Count the lines in the records below that contain the word "white". Reply with the number alone.

**Material provided:**
- - -
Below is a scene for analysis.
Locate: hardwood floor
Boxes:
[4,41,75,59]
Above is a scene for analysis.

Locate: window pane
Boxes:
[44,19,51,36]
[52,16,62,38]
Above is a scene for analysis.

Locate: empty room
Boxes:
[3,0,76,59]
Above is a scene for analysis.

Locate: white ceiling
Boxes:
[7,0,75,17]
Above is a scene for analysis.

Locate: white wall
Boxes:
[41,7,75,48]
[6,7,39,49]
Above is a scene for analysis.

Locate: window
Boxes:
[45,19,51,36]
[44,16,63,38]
- - -
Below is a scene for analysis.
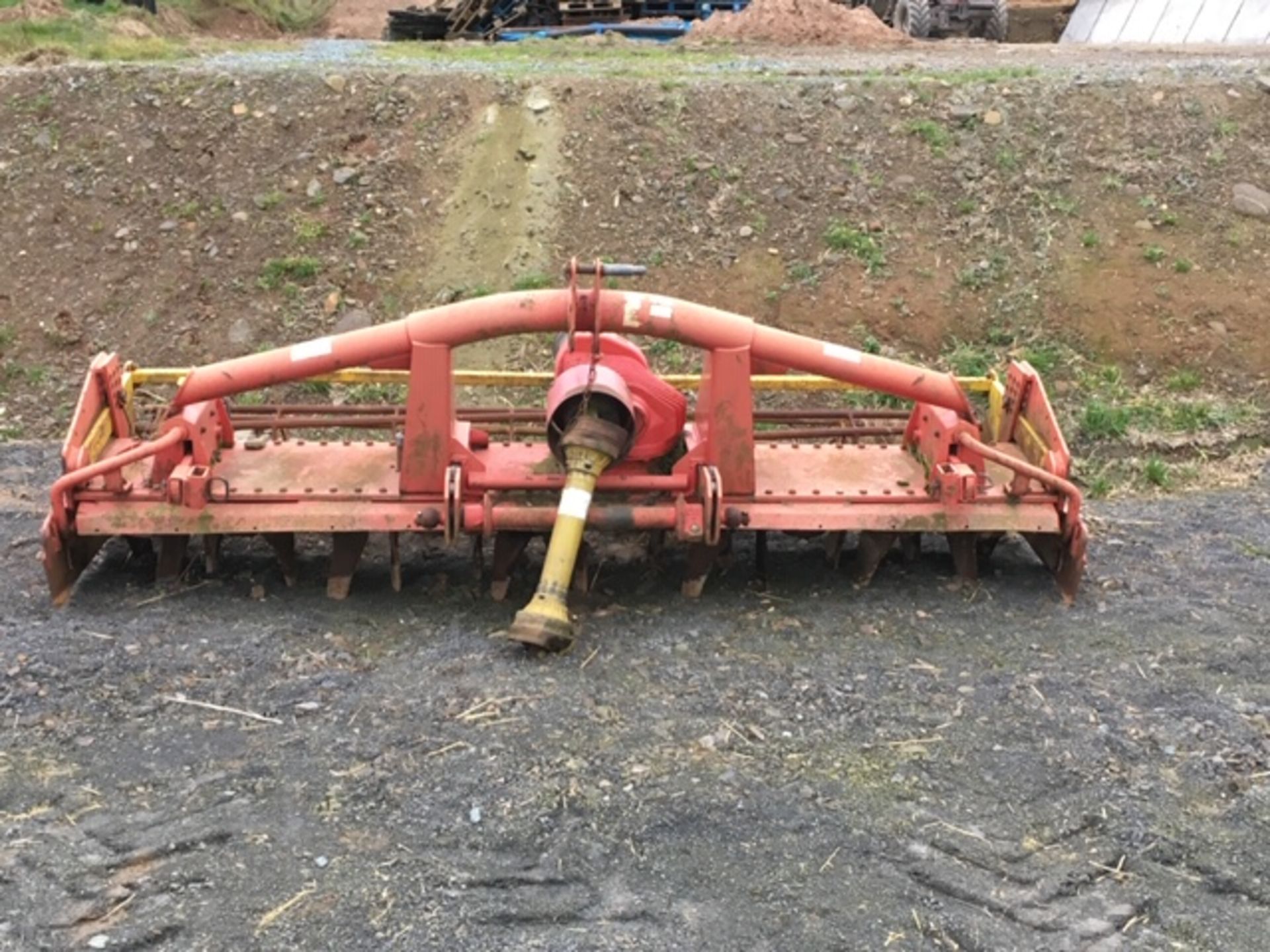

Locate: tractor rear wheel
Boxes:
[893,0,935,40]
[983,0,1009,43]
- - -
**Output for this exercise:**
2